--- start Extracted information ---
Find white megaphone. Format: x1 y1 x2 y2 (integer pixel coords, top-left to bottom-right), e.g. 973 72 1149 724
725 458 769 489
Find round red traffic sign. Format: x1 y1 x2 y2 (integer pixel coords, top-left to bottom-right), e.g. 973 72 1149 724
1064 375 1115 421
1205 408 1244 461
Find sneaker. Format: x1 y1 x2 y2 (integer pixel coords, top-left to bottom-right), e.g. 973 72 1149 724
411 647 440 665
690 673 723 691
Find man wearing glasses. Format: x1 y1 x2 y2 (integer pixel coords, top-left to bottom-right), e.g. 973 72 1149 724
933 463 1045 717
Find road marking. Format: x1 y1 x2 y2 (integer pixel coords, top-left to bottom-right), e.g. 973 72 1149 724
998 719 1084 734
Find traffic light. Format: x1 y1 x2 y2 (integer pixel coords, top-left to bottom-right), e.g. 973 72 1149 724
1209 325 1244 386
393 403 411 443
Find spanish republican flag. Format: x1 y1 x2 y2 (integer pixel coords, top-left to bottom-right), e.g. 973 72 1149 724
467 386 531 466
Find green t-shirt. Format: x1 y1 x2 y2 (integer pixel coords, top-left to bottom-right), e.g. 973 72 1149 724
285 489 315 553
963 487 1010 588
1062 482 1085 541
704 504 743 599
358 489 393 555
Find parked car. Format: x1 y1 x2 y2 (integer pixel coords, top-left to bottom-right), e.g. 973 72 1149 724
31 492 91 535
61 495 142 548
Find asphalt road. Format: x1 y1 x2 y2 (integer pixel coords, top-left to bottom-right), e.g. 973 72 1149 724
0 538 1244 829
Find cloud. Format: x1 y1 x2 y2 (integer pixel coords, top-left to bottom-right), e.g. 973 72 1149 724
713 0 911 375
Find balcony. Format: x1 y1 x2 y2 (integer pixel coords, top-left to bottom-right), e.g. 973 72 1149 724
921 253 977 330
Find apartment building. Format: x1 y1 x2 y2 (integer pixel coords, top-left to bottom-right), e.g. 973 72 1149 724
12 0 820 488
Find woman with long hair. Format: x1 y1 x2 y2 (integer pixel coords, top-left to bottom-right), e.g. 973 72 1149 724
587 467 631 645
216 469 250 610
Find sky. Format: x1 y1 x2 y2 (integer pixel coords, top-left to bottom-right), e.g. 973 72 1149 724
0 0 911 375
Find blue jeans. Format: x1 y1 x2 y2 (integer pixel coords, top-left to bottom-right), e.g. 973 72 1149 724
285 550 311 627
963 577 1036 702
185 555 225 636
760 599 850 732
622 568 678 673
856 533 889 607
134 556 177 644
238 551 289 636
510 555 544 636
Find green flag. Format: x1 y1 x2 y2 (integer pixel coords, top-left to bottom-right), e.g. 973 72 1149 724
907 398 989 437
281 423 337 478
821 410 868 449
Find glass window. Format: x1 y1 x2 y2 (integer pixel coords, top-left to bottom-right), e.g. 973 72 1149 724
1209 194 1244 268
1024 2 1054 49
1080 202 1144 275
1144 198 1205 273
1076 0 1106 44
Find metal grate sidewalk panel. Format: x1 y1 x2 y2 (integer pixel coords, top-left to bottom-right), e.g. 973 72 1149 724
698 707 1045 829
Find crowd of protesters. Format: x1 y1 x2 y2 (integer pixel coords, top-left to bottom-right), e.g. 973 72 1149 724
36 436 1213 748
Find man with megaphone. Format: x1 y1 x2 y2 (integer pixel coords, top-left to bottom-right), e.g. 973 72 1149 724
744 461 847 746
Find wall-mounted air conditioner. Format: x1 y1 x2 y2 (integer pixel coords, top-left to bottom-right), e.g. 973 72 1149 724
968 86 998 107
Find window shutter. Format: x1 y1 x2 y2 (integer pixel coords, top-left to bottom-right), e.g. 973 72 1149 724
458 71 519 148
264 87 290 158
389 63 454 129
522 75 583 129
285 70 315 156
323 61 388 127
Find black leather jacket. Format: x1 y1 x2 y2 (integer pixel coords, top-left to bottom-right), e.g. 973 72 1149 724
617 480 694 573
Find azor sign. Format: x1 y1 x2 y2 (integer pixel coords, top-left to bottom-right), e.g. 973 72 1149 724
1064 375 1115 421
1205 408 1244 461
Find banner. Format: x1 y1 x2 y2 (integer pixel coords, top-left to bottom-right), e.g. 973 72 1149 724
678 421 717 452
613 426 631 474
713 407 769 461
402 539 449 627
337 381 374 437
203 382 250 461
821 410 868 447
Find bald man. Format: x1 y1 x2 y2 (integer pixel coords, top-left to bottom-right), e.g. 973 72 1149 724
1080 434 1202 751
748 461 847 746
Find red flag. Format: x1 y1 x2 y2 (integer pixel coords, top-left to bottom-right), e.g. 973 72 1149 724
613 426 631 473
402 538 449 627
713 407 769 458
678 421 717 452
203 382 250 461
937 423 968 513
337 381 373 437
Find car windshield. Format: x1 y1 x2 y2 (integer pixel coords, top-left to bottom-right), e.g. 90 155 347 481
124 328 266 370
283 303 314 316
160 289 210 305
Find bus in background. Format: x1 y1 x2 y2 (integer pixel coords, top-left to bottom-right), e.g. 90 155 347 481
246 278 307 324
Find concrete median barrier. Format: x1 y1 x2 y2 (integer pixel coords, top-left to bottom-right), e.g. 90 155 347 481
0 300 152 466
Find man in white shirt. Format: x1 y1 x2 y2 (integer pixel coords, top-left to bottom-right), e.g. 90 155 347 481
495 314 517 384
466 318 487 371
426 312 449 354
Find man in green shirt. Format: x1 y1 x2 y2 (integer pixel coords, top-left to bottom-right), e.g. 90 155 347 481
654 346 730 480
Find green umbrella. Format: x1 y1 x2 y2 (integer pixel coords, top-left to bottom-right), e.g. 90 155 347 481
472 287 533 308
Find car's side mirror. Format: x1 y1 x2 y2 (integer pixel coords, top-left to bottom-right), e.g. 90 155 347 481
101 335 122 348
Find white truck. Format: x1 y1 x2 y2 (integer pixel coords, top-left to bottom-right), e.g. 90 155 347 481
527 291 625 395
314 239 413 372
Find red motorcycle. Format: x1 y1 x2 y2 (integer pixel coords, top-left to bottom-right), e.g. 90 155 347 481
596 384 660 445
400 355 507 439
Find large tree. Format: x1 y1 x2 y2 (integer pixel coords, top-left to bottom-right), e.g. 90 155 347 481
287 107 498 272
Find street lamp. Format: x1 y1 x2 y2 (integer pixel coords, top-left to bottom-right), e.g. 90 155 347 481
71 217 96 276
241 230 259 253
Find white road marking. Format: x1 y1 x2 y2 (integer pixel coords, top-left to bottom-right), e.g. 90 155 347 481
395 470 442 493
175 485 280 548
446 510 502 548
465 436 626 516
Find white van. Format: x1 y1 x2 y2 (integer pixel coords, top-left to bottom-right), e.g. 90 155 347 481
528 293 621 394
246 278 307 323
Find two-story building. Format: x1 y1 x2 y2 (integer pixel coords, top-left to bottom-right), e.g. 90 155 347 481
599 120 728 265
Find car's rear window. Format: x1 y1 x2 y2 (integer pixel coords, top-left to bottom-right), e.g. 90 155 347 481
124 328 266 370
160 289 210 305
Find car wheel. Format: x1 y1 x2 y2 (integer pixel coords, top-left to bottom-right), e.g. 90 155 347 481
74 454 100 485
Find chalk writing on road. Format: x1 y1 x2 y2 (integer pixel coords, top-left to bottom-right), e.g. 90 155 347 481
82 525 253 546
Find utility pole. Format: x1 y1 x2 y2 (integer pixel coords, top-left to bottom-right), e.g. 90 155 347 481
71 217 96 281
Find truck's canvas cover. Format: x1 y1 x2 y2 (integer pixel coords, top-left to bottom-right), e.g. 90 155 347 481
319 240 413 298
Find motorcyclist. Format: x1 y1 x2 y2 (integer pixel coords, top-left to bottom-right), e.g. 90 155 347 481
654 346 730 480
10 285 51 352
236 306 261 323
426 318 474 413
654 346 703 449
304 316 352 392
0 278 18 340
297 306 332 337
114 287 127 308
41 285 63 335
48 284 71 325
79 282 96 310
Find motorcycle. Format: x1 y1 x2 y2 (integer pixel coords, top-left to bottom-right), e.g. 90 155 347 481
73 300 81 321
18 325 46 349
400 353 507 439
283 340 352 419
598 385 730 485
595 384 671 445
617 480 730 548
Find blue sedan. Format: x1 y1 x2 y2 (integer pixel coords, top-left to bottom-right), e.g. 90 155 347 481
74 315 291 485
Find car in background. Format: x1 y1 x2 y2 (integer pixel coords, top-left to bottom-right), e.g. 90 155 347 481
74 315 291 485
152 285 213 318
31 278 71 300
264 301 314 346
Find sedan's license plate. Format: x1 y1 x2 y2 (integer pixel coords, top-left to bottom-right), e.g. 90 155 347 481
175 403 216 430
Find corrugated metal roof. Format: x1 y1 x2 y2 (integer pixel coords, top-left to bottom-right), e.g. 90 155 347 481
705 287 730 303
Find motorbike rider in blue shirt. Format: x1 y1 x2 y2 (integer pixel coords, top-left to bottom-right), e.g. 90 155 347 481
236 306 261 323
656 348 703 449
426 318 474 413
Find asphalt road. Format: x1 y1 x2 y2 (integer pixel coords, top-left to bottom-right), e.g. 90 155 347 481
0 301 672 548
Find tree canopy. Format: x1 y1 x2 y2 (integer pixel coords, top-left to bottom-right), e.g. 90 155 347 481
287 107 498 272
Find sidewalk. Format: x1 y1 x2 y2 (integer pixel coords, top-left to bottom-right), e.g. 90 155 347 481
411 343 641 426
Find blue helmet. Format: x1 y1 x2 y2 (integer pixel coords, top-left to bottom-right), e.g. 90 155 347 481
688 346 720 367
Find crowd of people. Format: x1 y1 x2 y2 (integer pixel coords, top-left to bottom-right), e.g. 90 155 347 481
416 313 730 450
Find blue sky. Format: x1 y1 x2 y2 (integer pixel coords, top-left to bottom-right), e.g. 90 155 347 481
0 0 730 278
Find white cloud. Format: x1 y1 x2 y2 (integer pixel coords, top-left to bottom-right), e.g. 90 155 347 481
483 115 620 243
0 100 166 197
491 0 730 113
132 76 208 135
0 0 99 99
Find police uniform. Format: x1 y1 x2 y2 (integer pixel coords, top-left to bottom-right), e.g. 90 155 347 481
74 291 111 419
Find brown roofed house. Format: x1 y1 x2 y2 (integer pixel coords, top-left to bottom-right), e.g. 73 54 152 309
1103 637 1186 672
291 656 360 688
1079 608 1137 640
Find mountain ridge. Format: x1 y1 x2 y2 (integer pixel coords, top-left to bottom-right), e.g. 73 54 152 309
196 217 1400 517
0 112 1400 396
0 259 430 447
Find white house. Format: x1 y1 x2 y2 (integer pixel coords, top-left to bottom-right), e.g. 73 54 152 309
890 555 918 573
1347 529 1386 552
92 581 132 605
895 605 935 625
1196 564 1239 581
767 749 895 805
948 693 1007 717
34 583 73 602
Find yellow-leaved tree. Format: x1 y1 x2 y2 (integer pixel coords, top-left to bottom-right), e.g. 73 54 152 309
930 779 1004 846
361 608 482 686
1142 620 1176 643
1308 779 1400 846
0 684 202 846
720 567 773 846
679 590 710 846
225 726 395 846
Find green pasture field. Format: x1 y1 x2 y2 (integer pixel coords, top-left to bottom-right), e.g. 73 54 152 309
--- end Extracted information ---
Request:
Reproduce without changes the lines between the one holding "Find motorcyclist. Format: x1" and the one holding "617 480 730 548", inclusive.

Solution:
Find motorcyclist. Format: x1 y1 x2 y2 (integer pixel coords, top-left to bottom-right), e.g. 90 155 347 481
654 346 730 480
10 285 51 352
236 306 261 323
426 318 474 413
654 346 703 449
304 316 352 392
0 278 18 340
297 306 332 337
114 287 127 308
41 285 63 335
48 284 71 325
79 282 96 310
Find motorcycle. Format: x1 y1 x2 y2 (integer pixel coords, top-left to bottom-right), e.g. 90 155 347 481
73 300 81 321
18 325 46 349
400 353 507 439
283 340 352 419
598 385 730 485
595 384 671 445
617 480 730 548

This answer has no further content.